§ RECORDS:
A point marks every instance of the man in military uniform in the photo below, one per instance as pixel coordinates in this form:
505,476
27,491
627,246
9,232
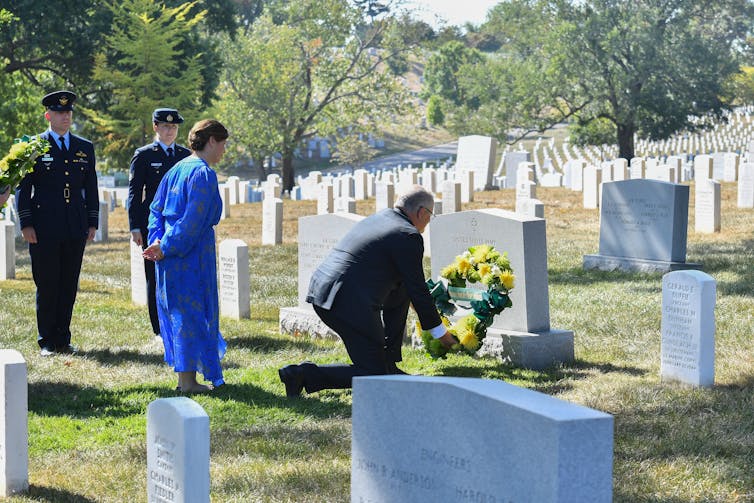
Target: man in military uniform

§ REQUIREMENT: Recast the rows above as a numbered list, one line per item, omitting blank lines and picture placeholders.

§ FULL RESPONSE:
1. A point marks every instance of the man in military uniform in the photo below, one per instance as pixel coordinates in this form:
2. 505,476
3. 27,491
4. 627,246
5. 9,232
6. Target: man in military uniform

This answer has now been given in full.